SAN PAOLO DI OLIVENZA
Paolo Cugini
Venerdì 15 marzo.
Alla mattina quasi perdiamo la lancia! Don Gabriele aveva detto a don
Washington che la lancia sarebbe arrivata alle 8, mentre quest’ultimo insisteva
nel dire che sarebbe arrivata alle 9 e che quindi saremmo riusciti
tranquillamente a fare colazione. Mentre stavamo sorseggiando il caffè, arriva
un signore invitandoci a fare alla svelta a prendere le nostre valigie perché
la lancia per San Paulo di Olivenza – la nostra prossima meta – era già
arrivata ed era già sul punto di partire. Ancora una volta, purtroppo, mi tocca
scrivere che don Gabriele aveva ragione: pazienza.
Più
di due ore di viaggio sul rio Solimões: che spettacolo! Mentre Gabriele leggeva
il suo ennesimo libro (ne ha divorati parecchi in questo periodo e tutti sul
tema dell’Amazzonia), io mi sono messo dietro a contemplare il panorama. Quante
piante, quanto verde, quant’acqua! Mentre viaggiavamo e contemplavo questo
panorama paradisiaco, mi venivano in mente i paesaggi della Bahia che ho visto
per circa quindici anni: quanta siccità! Quanta voglia di acqua che non si
decideva a scendere dal cielo! Nell’ultima città in cui sono stato come parroco
e in cui si trova adesso don Luca Grassi – la città di Pintadas – negli ultimi
tre anni non era caduta una goccia d’acqua: roba da pazzi. Qui invece, acqua a
volontà, non solo nei tantissimi fiumi, ma anche durante il giorno: piove
sempre a catinelle.
Arrivati
al porto non troviamo nessuno ad attenderci: forse abbiamo sbagliato giorno? In
ogni modo, visto che san Paulo di Olivenza non è Parigi, ci siamo incamminati
puntando la chiesa. Non abbiamo sbagliato. Arrivati alla chiesa qualcuno, su
nostra richiesta, ci indica la casa parrocchiale che troviamo subito, anche
perché è enorme. San Paulo di Olivenza è stata la prima sede della diocesi di
Alto Solimões, quindi la casa parrocchiale era la casa in cui abitava il
vescovo. Il parroco attuale è un giovanissimo prete di 36 anni, 1,85 per 120 kg
circa: insomma c’è proprio tutto. Un
prete simpatico, gioviale, diocesano del sud del Brasile, un fidei donum come noi. Ci sediamo e, dopo
le presentazioni di rito, iniziamo a parlare e, soprattutto ad ascoltarlo.

Raccolta di dati.
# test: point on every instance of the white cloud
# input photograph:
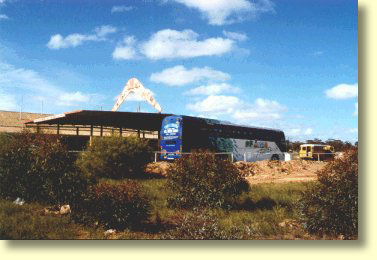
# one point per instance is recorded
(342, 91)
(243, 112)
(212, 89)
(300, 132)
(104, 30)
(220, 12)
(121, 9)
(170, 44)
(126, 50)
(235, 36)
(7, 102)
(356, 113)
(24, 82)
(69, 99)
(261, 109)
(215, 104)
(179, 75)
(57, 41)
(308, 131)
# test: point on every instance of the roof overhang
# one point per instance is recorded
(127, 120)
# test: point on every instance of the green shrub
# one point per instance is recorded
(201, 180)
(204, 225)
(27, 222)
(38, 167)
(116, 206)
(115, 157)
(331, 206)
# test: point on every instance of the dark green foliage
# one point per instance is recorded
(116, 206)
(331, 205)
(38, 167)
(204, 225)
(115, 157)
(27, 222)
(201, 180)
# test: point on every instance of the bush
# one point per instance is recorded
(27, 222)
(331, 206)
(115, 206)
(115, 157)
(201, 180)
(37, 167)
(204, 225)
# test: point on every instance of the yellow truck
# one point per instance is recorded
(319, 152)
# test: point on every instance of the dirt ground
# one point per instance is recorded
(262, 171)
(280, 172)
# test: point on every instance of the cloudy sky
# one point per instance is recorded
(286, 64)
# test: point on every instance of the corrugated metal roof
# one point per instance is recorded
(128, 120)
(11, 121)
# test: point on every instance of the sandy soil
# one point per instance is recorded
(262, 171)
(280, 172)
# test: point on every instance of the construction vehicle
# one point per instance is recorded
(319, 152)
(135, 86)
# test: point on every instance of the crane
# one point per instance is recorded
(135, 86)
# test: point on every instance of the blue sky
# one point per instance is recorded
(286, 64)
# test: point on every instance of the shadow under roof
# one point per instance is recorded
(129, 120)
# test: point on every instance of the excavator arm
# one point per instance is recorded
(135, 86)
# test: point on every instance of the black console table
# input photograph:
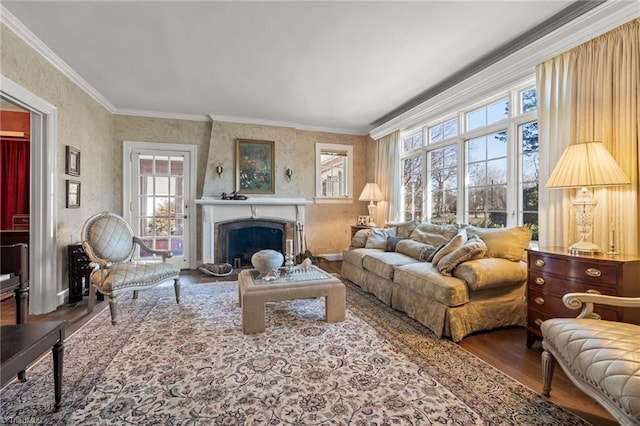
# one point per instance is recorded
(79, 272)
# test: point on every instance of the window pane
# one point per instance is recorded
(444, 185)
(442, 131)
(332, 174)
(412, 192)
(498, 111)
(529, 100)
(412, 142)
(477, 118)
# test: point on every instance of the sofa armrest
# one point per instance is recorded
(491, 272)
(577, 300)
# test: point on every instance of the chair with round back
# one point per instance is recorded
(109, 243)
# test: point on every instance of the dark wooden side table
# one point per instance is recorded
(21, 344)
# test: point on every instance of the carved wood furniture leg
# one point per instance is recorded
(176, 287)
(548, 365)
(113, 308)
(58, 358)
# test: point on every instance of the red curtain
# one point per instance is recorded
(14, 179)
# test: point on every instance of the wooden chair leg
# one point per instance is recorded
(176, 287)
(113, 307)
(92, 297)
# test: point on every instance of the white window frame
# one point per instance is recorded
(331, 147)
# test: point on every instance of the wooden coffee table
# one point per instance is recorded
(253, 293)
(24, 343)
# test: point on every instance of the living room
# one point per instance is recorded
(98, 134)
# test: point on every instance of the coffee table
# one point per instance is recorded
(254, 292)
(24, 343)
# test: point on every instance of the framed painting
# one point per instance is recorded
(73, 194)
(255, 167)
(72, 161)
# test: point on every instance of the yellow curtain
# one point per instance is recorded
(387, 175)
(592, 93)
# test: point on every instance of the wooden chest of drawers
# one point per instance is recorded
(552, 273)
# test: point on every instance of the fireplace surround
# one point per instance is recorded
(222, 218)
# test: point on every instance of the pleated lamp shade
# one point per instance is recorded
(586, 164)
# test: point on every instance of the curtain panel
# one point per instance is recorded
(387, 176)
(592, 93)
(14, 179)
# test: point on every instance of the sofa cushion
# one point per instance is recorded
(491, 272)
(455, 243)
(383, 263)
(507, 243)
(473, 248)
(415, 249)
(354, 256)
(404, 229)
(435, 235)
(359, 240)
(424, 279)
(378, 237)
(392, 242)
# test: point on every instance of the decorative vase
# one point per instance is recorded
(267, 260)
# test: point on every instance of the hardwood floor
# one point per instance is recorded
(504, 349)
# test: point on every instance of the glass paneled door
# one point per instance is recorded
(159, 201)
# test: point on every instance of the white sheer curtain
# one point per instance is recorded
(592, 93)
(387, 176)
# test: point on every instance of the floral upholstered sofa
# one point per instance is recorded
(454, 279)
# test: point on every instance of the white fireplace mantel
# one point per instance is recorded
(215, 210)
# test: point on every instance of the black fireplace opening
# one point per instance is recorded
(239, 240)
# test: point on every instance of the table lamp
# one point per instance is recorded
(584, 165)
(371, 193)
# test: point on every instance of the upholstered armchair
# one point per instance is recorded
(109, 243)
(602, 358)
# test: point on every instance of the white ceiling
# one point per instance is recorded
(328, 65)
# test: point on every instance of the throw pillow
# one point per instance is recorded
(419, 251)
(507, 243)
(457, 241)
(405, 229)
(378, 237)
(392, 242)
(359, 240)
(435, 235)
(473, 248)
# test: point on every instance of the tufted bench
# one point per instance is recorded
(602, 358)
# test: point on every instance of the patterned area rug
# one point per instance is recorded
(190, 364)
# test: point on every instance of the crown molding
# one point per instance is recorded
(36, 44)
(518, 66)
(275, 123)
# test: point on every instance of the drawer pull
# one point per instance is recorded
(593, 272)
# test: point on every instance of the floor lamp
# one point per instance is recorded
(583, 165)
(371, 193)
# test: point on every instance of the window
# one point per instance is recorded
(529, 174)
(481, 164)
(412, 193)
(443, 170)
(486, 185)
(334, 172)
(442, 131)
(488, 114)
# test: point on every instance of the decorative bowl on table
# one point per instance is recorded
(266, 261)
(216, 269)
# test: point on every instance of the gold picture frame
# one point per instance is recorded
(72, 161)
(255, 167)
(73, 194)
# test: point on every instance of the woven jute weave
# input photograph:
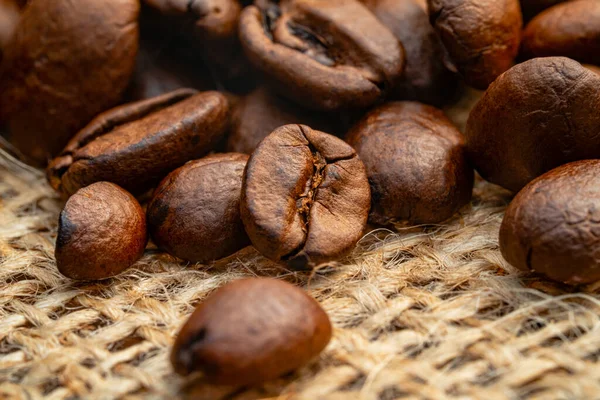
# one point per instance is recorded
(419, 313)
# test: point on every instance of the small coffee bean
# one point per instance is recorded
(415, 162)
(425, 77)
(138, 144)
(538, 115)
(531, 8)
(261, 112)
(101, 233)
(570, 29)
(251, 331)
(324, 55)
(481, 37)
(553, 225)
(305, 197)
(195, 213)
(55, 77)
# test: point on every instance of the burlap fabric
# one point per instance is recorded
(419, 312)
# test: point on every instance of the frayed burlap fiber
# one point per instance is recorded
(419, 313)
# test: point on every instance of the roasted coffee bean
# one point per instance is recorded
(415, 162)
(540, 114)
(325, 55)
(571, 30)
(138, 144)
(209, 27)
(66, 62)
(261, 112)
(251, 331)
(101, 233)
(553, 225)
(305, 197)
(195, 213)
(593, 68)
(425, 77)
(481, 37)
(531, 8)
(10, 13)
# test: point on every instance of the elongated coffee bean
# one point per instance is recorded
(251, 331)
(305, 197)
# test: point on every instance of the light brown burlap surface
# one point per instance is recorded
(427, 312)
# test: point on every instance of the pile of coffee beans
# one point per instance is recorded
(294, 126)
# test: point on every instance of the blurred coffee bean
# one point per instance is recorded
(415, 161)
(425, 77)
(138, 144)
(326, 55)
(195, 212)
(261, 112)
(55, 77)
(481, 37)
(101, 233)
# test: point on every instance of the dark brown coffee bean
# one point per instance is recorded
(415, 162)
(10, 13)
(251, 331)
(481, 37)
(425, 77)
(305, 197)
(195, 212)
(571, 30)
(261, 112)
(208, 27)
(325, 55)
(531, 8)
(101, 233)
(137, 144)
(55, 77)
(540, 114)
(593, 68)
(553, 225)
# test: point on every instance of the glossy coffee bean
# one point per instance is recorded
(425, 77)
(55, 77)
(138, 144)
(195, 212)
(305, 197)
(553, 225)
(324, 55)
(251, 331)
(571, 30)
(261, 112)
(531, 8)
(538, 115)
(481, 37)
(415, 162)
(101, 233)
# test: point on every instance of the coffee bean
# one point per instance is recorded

Consegne.
1) Riassuma l'estratto in due frasi.
2) Secondo l'estratto, quanti anni ha il parroco attuale di San Paulo di Olivenza?

Risposte alle consegne.
1) Dopo aver quasi perso la lancia, arrivata prima di quanto sostenuto da don Washington, l'autore e don Gabriele viaggiano per più di due ore sul rio Solimões, dove l'abbondanza d'acqua richiama per contrasto la siccità della Bahia e di Pintadas. Giunti a San Paulo di Olivenza senza trovare nessuno ad attenderli, raggiungono la chiesa e l'enorme casa parrocchiale, un tempo abitata dal vescovo, dove iniziano a parlare con il giovane parroco, un fidei donum del sud del Brasile.

2) Ha 36 anni.